Giuro che non lo so. Ormai sembra d’obbligo etichettare qualsiasi cosa: la frutta biologica, la verdura bio-dinamica, i cosmetici in base a quanto poco allargano il buco nell’ozonosfera, e anche le persone in base alle loro opinioni sui temi d’attualità. Non mi è mai piaciuta questa storia delle etichette.
Però ho provato lo stesso a metterne qualcuna alle mie canzoni, e l’unica che ho trovato abbastanza calzante è “alternative pop”, ma ripeto, non ho idea di cosa significhi di preciso.
Oggi la musica. Manca lo scopo ed il senso, almeno questo lo sento dire spesso. “Palindromi” come pensi possa sopravvivere nella giungla di indifferenza che c’è?
Secondo me non bisogna convincere nessuno ad ascoltare una cosa piuttosto che un’altra.

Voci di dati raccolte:
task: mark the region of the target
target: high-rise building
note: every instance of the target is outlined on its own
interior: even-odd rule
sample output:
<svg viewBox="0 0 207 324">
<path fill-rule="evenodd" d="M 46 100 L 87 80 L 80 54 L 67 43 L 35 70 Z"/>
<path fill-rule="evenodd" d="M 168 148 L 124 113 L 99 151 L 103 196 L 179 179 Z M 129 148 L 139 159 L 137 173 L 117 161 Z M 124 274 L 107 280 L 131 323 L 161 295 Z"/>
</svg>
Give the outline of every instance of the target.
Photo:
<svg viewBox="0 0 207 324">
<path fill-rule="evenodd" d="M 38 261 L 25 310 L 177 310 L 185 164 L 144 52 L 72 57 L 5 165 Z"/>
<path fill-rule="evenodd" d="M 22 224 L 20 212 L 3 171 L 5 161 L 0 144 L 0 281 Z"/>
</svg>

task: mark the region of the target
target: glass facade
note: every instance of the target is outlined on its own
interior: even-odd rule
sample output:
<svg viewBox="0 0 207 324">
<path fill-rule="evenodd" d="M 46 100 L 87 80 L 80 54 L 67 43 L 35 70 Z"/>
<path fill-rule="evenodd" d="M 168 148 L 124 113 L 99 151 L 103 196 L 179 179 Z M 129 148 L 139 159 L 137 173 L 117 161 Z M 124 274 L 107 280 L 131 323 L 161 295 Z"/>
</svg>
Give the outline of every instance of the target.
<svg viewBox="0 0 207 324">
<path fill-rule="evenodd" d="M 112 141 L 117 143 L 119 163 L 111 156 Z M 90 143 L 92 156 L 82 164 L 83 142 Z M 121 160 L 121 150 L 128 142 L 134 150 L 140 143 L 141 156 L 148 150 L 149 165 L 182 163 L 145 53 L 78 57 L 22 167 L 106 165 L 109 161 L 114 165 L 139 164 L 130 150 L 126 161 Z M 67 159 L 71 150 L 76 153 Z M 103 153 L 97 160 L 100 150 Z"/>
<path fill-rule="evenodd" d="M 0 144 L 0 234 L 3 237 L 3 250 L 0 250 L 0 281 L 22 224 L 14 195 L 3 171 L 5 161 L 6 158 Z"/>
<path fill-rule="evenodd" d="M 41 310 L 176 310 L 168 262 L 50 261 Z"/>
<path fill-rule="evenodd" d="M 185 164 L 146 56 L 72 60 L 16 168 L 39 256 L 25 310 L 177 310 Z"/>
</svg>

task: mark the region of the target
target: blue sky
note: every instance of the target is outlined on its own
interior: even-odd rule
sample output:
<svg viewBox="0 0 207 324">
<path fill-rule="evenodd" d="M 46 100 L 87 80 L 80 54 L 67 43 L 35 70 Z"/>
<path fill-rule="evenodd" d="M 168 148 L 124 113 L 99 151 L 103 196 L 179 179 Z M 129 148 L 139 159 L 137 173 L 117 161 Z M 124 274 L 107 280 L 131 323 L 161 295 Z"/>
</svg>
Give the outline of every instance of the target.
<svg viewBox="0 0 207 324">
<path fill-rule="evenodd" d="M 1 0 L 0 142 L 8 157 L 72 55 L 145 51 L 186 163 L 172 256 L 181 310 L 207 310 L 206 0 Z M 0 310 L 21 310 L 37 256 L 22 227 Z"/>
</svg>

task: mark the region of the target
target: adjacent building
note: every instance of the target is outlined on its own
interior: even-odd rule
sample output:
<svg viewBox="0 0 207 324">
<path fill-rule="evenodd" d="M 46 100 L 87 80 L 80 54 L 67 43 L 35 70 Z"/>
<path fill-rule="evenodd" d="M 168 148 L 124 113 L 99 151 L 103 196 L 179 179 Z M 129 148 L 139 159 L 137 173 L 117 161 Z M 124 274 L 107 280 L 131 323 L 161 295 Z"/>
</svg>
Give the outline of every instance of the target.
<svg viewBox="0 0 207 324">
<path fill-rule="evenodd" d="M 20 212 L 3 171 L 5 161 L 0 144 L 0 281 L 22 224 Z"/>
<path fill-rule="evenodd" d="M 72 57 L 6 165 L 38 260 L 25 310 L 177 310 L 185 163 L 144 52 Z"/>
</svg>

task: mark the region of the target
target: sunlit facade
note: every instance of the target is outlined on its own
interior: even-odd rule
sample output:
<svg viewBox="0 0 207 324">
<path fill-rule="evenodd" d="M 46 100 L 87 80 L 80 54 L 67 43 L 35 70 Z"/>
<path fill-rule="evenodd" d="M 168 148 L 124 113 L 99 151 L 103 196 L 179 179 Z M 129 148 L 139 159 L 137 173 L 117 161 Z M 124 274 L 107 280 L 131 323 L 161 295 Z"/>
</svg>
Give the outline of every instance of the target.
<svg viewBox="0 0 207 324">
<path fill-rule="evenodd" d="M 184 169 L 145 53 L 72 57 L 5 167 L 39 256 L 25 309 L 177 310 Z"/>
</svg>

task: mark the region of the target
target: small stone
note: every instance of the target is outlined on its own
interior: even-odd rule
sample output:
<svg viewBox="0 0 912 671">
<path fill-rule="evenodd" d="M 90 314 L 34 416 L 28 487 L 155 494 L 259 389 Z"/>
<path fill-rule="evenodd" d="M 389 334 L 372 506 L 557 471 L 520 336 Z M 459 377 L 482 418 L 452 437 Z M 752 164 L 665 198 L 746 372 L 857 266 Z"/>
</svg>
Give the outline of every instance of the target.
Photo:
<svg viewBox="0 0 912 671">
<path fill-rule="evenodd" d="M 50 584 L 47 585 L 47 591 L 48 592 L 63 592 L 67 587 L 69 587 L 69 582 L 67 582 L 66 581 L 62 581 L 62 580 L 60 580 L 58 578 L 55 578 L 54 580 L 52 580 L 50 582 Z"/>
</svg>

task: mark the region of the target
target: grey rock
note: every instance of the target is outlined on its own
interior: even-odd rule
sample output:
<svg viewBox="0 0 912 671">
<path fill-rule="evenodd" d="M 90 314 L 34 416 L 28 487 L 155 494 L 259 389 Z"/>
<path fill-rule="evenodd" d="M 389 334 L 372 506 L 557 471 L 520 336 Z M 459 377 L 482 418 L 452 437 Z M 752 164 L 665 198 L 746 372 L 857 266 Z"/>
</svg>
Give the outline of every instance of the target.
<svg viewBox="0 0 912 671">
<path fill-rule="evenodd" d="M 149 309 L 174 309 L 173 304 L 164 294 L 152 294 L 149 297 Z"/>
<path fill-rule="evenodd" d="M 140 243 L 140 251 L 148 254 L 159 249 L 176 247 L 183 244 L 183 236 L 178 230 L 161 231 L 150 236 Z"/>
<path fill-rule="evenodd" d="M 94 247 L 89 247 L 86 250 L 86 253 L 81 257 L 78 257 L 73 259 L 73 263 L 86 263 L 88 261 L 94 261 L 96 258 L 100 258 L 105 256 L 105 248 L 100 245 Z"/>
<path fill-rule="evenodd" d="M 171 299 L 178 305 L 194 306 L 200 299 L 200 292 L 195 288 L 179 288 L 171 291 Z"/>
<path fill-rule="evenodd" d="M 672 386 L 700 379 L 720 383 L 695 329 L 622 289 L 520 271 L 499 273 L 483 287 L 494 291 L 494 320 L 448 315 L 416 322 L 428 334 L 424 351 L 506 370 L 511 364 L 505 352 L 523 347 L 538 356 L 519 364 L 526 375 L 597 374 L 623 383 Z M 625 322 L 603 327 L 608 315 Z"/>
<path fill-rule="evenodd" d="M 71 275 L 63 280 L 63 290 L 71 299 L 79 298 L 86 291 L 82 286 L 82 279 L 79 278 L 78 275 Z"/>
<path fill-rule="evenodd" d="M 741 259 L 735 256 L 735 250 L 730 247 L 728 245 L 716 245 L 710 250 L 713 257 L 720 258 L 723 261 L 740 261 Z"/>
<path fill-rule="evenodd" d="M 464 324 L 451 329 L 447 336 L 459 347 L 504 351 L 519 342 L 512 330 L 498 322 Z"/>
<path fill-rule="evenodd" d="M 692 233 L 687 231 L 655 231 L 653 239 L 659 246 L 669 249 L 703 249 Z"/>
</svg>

- CONSEGNA 1
Nel brano sulle etichette e sulla musica, perché chi parla ha attribuito alle proprie canzoni l'etichetta "alternative pop"? Rispondi in una o due frasi.
- CONSEGNA 2
Prosegui il brano sulle etichette e sulla musica a partire dall'ultima frase riportata.
Questi dati non hanno alcun rapporto con il brano.

- LA TUA RISPOSTA 1
Fra le etichette che ha provato ad applicare alle sue canzoni, "alternative pop" è l'unica che ha trovato abbastanza calzante. Tuttavia non sa di preciso che cosa significhi.

- LA TUA RISPOSTA 2
Noi pensiamo sempre di scegliere consciamente giorno per giorno le cose che ci accadono, ma non ci rendiamo conto che in realtà non scegliamo un bel niente, forse arriviamo a scegliere il colore delle scarpe da indossare e quale maglietta abbinarci. Ecco il nostro campo d’azione. Per tutto il resto, per le cose importanti, è la vita stessa a muoversi.
Secondo teorie ormai millenarie siamo noi che inconsciamente creiamo la nostra realtà, vibrando a determinate frequenze e di conseguenza “attraendo” situazioni che risuonano con le nostre vibrazioni. La stessa cosa accade con la musica. Non credo esistano “gusti” musicali, più semplicemente esistono “risonanze”. Per questo credo che “Palindromi” risuonerà con qualcuno e inevitabilmente non risuonerà con qualcun altro. E a quelli con cui risuonerà, il mio disco, prima o poi arriverà per le mani, in un modo o nell’altro. È una questione di coscienze.
Che poi dalla tua hai curato anche delle melodie tutt’altro che banali e dei testi altrettanto impegnativi. Perché questa scelta?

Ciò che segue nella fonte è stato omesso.